Article >>
# # # # # # #

- Genre: Comedy drama; Crime drama; Detective fiction;
- Created by: James Hall; Peter Mattessi; Robert Thorogood;
- Based on: Death in Paradise by Robert Thorogood
- Starring: Anna Samson; Lloyd Griffith; Tai Hara; Catherine McClements; Celia Ireland; Aaron McGrath; Andrea Demetriades;
- Composers: Antony Partos; Jackson Milas;
- Countries of origin: Australia; United Kingdom;
- Original language: English
- No. of seasons: 2
- No. of episodes: 12

Production
- Executive producers: Rachel Okine; Brett Sleigh; Belinda Campbell; James Hall; Tim Key; Robert Thorogood; Warren Clarke; Peter Mattessi; Kylie Washington;
- Producer: Diane Haddon
- Production location: New South Wales
- Running time: 60 minutes
- Production companies: Red Planet Pictures; BBC Studios Productions Australia;

Original release
- Network: ABC
- Release: 8 September 2024 – present
- Network: BBC One
- Release: 22 November 2024 – present

Related
- Death in Paradise; Beyond Paradise;

= Return to Paradise (2024 TV series) =

2024 crime drama television series

Return to Paradise is an Australian-British crime comedy drama television series which aired its first season from 8 September to 13 October 2024 in Australia and from 22 November to 27 December 2024 in the UK. It is the second spin-off series of long-running crime series Death in Paradise and is led by Anna Samson as DI Mackenzie Clarke. On 21 November 2024, it was announced that a second series of the show was in development. On 17 April 2025, the series went into production for series two. ABC announced the second season would air from 15 November 2025. The international premiere is set for 31 October 2025 on BBC One. On 26 November 2025, ABC confirmed a third season was in development; production began in March 2026.

The series won the Silver Logie for Best Drama Program at the Logie Awards of 2025, with Samson, Tai Hara and Lloyd Griffith receiving nominations for their roles.

== Premise ==
Australian-born Detective Inspector Mackenzie Clarke works for London's Metropolitan Police as the series starts. She returns to her home town of Dolphin Cove to help fix up her mother's house, but ends up temporarily re-joining the local police team to help them solve a murder. When her return to London is delayed by allegations of evidence tampering, she is forced to remain indefinitely. Complicating her new position is the fact that one of her co-workers is her former fiancé whom she left at the altar years earlier, and her boss is her would-have-been mother-in-law.

# # # # # # #

What to do >>
[a] In the article on Return to Paradise, what is the name of Mackenzie Clarke's home town?
[b] Using the article on Return to Paradise, explain why Mackenzie Clarke must remain in her home town indefinitely.
[c] State whether each statement agrees with the article on Return to Paradise: (i) the first season aired in Australia before it aired in the UK; (ii) the series is the first spin-off of Death in Paradise; (iii) the series won the Gold Logie at the Logie Awards of 2025.

# # # # # # #

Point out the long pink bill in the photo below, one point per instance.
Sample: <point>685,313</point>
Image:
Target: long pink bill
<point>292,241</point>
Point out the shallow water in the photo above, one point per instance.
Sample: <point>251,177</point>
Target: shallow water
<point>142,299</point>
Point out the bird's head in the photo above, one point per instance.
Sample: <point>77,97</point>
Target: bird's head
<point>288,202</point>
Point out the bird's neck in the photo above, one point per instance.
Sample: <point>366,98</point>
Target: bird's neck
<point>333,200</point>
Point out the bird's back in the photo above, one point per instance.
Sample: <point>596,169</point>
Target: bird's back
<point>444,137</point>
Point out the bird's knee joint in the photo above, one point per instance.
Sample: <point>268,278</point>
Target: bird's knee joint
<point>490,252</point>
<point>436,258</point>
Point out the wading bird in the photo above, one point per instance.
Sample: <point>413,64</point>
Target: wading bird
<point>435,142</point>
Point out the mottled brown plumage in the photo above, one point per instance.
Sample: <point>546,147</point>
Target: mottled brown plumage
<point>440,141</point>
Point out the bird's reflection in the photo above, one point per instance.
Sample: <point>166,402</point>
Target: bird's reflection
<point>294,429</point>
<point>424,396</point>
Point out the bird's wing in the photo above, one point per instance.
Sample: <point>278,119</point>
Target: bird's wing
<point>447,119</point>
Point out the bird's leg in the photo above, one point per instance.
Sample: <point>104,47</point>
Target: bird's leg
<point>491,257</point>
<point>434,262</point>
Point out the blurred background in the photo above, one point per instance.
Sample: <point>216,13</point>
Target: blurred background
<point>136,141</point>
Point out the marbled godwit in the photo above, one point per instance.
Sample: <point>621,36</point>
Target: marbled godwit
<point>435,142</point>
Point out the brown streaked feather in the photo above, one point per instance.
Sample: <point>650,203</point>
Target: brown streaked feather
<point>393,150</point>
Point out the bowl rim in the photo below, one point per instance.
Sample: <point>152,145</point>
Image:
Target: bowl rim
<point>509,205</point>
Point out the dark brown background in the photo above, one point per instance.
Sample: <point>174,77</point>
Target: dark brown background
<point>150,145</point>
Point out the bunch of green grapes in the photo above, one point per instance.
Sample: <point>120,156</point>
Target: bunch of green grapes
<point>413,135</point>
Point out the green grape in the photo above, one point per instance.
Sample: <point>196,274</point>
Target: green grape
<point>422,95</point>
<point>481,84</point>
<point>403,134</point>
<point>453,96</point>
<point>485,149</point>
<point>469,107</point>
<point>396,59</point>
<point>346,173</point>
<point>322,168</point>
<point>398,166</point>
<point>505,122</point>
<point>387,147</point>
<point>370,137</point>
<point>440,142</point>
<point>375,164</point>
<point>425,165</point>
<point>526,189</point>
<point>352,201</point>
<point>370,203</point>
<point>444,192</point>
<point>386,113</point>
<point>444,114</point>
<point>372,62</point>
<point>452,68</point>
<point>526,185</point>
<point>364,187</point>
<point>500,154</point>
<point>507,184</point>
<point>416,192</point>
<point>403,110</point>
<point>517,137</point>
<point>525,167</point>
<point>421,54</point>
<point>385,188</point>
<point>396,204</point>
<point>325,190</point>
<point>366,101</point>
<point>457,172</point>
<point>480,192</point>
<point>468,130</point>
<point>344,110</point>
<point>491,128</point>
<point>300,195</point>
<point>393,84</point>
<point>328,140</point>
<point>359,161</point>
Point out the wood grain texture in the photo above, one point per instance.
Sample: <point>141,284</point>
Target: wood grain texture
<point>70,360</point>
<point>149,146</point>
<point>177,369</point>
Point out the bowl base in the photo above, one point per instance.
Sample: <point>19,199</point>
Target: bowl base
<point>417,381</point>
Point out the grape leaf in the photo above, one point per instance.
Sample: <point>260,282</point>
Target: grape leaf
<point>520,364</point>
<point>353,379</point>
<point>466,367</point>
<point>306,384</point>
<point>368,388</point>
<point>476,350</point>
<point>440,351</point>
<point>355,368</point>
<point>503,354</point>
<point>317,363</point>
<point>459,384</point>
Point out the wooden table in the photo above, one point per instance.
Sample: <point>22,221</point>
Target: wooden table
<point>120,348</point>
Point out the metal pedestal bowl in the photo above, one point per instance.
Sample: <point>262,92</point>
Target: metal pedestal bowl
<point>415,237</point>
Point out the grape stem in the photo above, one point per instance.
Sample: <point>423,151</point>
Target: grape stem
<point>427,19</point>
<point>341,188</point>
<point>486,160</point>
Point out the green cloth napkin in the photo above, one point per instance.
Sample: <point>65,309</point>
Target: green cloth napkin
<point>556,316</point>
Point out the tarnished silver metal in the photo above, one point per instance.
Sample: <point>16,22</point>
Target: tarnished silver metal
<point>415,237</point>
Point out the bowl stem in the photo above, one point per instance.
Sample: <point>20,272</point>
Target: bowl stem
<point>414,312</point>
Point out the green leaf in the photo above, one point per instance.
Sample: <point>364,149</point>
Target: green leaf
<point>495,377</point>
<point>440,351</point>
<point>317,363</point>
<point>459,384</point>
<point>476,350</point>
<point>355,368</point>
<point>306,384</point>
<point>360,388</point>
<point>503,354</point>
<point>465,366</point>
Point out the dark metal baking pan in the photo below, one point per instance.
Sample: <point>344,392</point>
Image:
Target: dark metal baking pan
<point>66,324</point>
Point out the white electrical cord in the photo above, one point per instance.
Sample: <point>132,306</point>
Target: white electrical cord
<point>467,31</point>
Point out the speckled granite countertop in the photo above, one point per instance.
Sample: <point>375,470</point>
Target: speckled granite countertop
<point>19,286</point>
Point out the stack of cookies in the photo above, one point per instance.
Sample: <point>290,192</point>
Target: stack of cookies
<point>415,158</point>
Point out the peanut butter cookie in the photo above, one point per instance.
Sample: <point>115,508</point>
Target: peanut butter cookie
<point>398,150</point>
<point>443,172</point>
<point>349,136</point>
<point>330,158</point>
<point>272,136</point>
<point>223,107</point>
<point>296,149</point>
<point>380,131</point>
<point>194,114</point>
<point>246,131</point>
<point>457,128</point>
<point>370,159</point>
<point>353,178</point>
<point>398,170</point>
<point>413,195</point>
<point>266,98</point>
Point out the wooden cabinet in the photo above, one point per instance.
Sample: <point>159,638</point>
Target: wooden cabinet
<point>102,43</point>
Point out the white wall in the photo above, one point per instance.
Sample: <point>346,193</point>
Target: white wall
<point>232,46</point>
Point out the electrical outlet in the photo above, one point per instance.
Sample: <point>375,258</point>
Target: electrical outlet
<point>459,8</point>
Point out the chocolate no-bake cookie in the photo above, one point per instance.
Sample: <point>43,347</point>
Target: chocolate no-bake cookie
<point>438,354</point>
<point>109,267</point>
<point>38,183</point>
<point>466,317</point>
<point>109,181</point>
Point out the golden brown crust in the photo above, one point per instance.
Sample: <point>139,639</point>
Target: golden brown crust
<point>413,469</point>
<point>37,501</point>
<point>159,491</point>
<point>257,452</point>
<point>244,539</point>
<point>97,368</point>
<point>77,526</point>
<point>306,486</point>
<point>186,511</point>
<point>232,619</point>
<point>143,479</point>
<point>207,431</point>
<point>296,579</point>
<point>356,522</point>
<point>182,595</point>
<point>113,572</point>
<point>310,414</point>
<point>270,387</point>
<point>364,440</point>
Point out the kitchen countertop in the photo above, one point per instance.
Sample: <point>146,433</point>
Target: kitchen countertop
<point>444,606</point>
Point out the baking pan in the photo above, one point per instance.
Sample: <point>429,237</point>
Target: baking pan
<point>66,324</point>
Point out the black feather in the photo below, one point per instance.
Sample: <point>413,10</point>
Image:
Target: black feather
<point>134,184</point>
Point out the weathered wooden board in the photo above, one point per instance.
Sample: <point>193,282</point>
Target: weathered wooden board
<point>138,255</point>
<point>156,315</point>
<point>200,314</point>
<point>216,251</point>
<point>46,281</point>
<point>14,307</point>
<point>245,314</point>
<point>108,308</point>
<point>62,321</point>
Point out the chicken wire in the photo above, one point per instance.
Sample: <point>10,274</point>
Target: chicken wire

# # # # # # #

Outputs >>
[a] Dolphin Cove.

[b] Her return to London is delayed by allegations of evidence tampering. As a result, she is forced to remain indefinitely.

[c]
(i) Yes: "aired its first season from 8 September to 13 October 2024 in Australia and from 22 November to 27 December 2024 in the UK"
(ii) No: "It is the second spin-off series of long-running crime series Death in Paradise"
(iii) No: "The series won the Silver Logie for Best Drama Program at the Logie Awards of 2025"